**TASK ITEM:**
Print each line of the material again, keeping everything exact.

※ ※ ※

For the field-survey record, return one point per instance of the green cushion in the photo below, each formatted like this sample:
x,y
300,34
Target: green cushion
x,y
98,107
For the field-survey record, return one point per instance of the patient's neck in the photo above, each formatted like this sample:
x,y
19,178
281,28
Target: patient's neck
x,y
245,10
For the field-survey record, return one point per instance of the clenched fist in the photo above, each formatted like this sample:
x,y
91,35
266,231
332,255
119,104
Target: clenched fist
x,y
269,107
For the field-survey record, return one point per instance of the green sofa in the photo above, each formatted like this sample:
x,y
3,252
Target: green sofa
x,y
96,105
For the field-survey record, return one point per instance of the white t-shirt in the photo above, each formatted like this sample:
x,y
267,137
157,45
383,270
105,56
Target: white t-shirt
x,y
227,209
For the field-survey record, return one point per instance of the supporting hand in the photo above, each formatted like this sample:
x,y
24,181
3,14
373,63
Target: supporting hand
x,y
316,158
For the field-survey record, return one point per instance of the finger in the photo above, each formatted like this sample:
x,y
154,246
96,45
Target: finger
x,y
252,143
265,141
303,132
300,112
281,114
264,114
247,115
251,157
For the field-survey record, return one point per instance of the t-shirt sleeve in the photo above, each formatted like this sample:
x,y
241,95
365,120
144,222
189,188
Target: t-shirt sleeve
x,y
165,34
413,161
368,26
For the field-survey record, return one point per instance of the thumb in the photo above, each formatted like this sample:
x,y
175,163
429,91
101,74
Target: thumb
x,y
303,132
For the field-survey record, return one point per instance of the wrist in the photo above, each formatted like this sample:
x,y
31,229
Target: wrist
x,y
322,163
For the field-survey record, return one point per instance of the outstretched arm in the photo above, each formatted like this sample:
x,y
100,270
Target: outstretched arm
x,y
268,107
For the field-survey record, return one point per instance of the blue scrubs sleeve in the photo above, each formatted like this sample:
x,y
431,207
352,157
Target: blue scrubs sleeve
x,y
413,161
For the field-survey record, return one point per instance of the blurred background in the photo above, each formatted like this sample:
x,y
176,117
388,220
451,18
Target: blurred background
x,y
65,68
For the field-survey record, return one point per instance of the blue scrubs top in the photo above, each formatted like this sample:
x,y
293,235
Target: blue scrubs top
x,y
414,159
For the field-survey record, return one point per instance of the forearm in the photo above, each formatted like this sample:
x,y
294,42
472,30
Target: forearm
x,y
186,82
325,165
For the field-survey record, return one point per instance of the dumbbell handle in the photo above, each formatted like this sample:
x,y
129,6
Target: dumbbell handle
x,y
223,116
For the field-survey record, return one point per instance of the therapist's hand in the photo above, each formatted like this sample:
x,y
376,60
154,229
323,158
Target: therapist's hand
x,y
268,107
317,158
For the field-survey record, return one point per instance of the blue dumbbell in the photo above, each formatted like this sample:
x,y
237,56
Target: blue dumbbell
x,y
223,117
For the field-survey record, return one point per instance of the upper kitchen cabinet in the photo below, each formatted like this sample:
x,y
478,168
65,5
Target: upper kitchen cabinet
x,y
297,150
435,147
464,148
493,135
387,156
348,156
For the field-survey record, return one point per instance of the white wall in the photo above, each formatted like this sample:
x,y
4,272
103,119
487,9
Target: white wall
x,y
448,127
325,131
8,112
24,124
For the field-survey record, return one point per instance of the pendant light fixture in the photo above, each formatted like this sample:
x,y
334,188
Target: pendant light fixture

※ ※ ※

**REPLY TO THE TASK:**
For the field-survey record, return one point per instance of the green cushion in the photo below, each formatted like this sample:
x,y
300,34
Target: green cushion
x,y
98,107
For the field-survey record, return one point per instance of the patient's neck in the photo above, each formatted like this sample:
x,y
19,178
281,28
Target: patient's neck
x,y
245,10
For the field-survey record, return one point per instance of the clenched fist in the photo above, each formatted like this sample:
x,y
91,35
266,231
332,255
119,104
Target: clenched fist
x,y
269,107
For the field-survey record, return one point per instance of the green sofa in the photo above, each formatted like this sample:
x,y
3,252
Target: green sofa
x,y
96,105
For the field-survey record, return one point per instance of the white t-shirt in the photo above, each formatted like this sample:
x,y
267,137
157,45
383,270
105,56
Target: white t-shirt
x,y
227,209
For the field-survey record, return one point per instance of the supporting hand in the photo above, each formatted like this sample:
x,y
24,181
3,14
373,63
Target: supporting hand
x,y
316,158
For the field-survey record, return one point per instance of the finger in the photo above, each formatted like this sample:
x,y
154,246
96,45
Target: finger
x,y
252,143
265,141
303,132
300,112
281,114
264,114
247,115
251,157
For the field-survey record, return one point per instance of the t-shirt sleeve in the photo above, each formatted like this sample:
x,y
241,95
365,120
144,222
189,188
Target: t-shirt sleeve
x,y
165,34
413,161
368,26
For the field-survey record, return one point per instance of the thumb in the photo above, each formatted like this sample:
x,y
175,163
429,91
101,74
Target: thumb
x,y
303,132
For the field-survey record, return one point per instance of the wrist in the photo above, each formatted like this sample:
x,y
31,229
Target: wrist
x,y
322,163
For the field-survey record, return one point per instance of the outstretched arm in the photo above, each formatted like this sample:
x,y
100,270
Target: outstretched arm
x,y
268,107
For the field-survey record, return one point per instance of the blue scrubs sleeve in the photo above, each formatted like this sample:
x,y
431,207
352,157
Target: blue scrubs sleeve
x,y
413,161
For the field-survey record, return one point per instance of the blurred background in the photo above, each formatted like this sample:
x,y
176,117
388,220
451,18
Target: blurred background
x,y
65,68
For the field-survey record, return one point per instance of the blue scrubs top in the photo above, each formatted like this sample:
x,y
293,235
Target: blue scrubs top
x,y
414,159
For the field-survey record, return one point per instance of the forearm in the photo above, each formatted like this sample:
x,y
294,42
472,30
Target: forearm
x,y
186,82
325,165
For the field-survey record, return one point per instance of the dumbbell handle in the photo above, each formatted like this sample:
x,y
129,6
Target: dumbbell handle
x,y
223,116
For the field-survey record, return one point per instance of the therapist's hand in the photo above, each formatted like this sample:
x,y
376,60
154,229
323,158
Target: therapist's hand
x,y
268,107
317,158
For the field-survey record, return one point per instance of the blue dumbbell in the photo above, each formatted like this sample:
x,y
237,56
Target: blue dumbbell
x,y
223,117
For the field-survey record, return one point per instance of the upper kitchen cabinet in the photo below, each formatted like this sample:
x,y
478,168
65,5
Target: upper kitchen cabinet
x,y
297,150
435,147
464,148
493,135
387,156
348,156
For the field-survey record, return one point per instance of the white wall in the photo above, each formatted like this sample:
x,y
4,272
103,119
487,9
Target: white wall
x,y
448,127
325,131
8,112
24,124
For the field-survey record, return one point per instance of the pendant light fixture in the photo above, each formatted like this sample:
x,y
334,188
Target: pendant light fixture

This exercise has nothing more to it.